## Selected extract:
#####

Personal information
- Full name: Nathaniel Patrick Crosby
- Born: October 29, 1961 (age 64) Hillsborough, California, U.S.
- Height: 6 ft 2 in (1.88 m)
- Sporting nationality: United States
- Residence: North Palm Beach, Florida, U.S.
- Spouse: Sheila
- Children: 6

Career
- College: University of Miami
- Turned professional: 1984 Regained amateur status in 1994
- Former tour: European Tour

Best results in major championships
- Masters Tournament: CUT: 1982, 1983, 1984
- PGA Championship: DNP
- U.S. Open: 59th: 1982
- The Open Championship: CUT: 1982, 1983

= Nathaniel Crosby =

American amateur golfer (born 1961)

Nathaniel Patrick Crosby (born October 29, 1961) is an American golfer. He won the 1981 U.S. Amateur and played on the winning 1982 Eisenhower Trophy and 1983 Walker Cup teams. He turned professional but had little success and was later reinstated as an amateur. He is the seventh child and sixth son of Bing Crosby.

==Early life==
Crosby was born and raised in Hillsborough, California. He was the third and youngest child of Bing Crosby and actress Kathryn Grant. Bing Crosby also had four children from his first marriage.

Although his father was a showbiz celebrity, he was, in Nathaniel's words, "determined that we didn't grow up to be Hollywood brats." The family lived hundreds of miles from Los Angeles, in northern California, and Bing instilled a strong work ethic in his children. In the summer Nathaniel and his siblings worked from sunup to sundown baling alfalfa and vaccinating cattle on the family ranch. Crosby stated later in life in his memoir 18 Holes with Bing, "I always longed for summer to end so I could go back to school." He had a cool relationship with his father, who was a golf fanatic, and got into golf as a way to connect with him. Crosby stated, “I learned golf so that I could spend more time with him." Crosby largely learned golf from the family's Irish nanny, Bridget, who was also a pro golfer. Crosby won the club championship at the family's country club, Burlingame Country Club, at the age of 15. His father stated after the victory, "Today is the happiest day of my life." Crosby attended Burlingame High School and was on the golf team.

Crosby performed with his father, mother, brother, and sister in several Christmas television shows and at the London Palladium in 1976. He starred along with the rest of his family in the 1970 television musical Goldilocks. Crosby stated that he was embarrassed to perform in the Christmas specials as he was not a natural performer.

== Amateur career ==
Crosby attended the University of Miami and played for the golf team. At the University of Miami, he qualified for the 1981 U.S. Amateur held at The Olympic Club in San Francisco, which he won at age 19, making him the third-youngest U.S. Amateur winner ever.

#####

## Recorded information:
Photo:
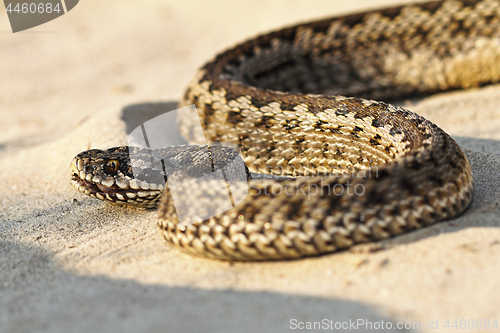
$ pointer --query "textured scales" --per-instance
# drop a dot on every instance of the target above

#####

## Activities:
1. Shorten the paragraph in the Nathaniel Crosby profile that begins "Crosby performed with his father" to one sentence, keeping its main facts.
2. Swap "golfer" for "golf player" and write out everything in the Nathaniel Crosby profile from "American amateur golfer" down to "of Bing Crosby.".
3. According to the Nathaniel Crosby profile, why did Crosby take up golf? Answer in one to three sentences.
You won't need any of the data.

## Response list:
1. Crosby appeared with his family in several Christmas TV shows, at the London Palladium in 1976, and in the 1970 TV musical Goldilocks, though he was embarrassed to perform in the Christmas specials because he was not a natural performer.

2.
American amateur golf player (born 1961)

Nathaniel Patrick Crosby (born October 29, 1961) is an American golf player. He won the 1981 U.S. Amateur and played on the winning 1982 Eisenhower Trophy and 1983 Walker Cup teams. He turned professional but had little success and was later reinstated as an amateur. He is the seventh child and sixth son of Bing Crosby.

3. Crosby had a cool relationship with his father, who was a golf fanatic. He got into golf as a way to connect with him and spend more time with him.